From the records below, pull each line that has "hammer".
━━━━━ Supplied data
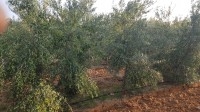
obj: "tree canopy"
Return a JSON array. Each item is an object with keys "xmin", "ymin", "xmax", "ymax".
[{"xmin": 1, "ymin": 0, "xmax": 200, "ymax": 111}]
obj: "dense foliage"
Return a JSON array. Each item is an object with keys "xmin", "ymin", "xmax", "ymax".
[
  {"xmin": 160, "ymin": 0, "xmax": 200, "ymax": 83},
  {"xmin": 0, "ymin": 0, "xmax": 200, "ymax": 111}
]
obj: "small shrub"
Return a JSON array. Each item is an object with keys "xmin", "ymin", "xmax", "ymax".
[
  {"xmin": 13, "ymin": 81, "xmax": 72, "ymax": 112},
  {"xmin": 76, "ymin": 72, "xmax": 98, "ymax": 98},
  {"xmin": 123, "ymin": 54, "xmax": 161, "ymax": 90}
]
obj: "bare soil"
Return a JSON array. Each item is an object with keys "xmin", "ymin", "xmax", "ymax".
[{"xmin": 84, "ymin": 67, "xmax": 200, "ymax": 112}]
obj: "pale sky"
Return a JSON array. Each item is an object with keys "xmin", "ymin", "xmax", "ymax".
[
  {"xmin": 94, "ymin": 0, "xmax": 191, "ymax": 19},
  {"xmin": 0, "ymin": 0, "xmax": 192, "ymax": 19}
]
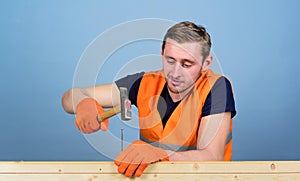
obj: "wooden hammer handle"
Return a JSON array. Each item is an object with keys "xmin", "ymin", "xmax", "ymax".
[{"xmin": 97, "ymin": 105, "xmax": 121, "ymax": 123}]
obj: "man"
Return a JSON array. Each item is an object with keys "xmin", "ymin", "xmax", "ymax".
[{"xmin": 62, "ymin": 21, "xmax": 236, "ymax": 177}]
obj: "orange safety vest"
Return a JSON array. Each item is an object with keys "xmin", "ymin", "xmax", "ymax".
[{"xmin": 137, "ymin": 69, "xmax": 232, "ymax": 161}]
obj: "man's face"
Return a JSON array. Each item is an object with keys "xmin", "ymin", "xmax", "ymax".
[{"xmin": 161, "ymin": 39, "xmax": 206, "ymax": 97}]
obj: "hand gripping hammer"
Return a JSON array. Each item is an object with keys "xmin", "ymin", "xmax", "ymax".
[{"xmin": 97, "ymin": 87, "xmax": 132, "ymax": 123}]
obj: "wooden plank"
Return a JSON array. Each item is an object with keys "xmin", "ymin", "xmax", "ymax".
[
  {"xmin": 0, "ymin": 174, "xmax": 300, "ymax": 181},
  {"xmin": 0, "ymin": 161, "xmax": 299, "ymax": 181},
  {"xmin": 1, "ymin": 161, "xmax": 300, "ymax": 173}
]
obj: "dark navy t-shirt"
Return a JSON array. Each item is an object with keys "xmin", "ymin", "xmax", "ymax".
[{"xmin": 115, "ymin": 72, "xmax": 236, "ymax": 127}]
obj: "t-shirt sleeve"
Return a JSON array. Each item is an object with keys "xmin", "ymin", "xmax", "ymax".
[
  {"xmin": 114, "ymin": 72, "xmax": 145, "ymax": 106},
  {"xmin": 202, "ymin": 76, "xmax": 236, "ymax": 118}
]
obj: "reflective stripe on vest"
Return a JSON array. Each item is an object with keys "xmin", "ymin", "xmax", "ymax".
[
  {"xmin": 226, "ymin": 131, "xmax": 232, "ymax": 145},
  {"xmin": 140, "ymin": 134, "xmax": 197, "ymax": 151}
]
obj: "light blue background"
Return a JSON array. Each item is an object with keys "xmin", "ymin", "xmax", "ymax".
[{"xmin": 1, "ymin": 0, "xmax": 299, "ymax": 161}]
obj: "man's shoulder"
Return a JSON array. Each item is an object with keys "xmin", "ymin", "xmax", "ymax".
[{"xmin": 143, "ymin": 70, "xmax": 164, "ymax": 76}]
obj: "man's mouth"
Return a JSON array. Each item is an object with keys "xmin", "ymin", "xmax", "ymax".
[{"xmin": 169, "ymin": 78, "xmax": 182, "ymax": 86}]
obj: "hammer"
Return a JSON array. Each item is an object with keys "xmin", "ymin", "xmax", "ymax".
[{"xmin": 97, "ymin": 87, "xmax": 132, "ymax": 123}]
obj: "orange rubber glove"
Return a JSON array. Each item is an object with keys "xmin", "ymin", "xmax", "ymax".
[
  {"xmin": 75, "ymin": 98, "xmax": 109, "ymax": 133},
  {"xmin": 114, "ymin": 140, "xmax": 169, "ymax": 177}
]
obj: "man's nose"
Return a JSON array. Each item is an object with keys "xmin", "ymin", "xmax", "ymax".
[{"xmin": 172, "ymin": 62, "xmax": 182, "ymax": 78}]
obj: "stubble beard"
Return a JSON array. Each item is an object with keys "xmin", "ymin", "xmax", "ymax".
━━━━━━━━━━
## Output below:
obj: "wooden hammer handle"
obj: "hand gripping hammer"
obj: "hammer"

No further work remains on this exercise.